Stored data
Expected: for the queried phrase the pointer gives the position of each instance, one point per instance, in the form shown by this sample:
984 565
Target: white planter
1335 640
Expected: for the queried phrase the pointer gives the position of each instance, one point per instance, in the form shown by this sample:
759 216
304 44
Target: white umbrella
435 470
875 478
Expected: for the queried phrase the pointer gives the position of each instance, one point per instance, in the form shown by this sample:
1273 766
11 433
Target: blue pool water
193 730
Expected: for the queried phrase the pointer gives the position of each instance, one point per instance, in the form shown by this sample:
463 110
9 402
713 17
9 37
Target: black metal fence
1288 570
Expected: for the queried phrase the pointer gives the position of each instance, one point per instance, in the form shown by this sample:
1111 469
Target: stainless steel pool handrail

--

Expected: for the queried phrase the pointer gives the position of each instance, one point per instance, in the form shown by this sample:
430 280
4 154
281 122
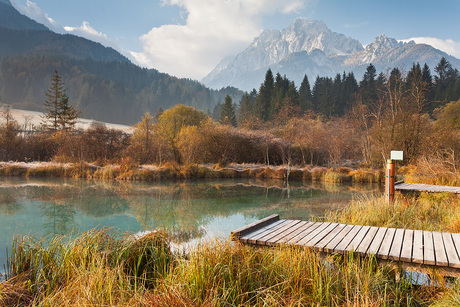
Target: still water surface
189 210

### WHAT IS EXPECTED
Where the data above reaches the line holding "Target: black metal fence", begin printing, and stop after the line holding "Target: stainless steel pool handrail". Each line must be reproduced exactly, with nothing else added.

### EXERCISE ANSWER
Target: black metal fence
1288 570
Expected: for the queried phrase the pointer gives the position of each instance, one point per instance, in the form shown by this sample:
1111 469
Target: stainless steel pool handrail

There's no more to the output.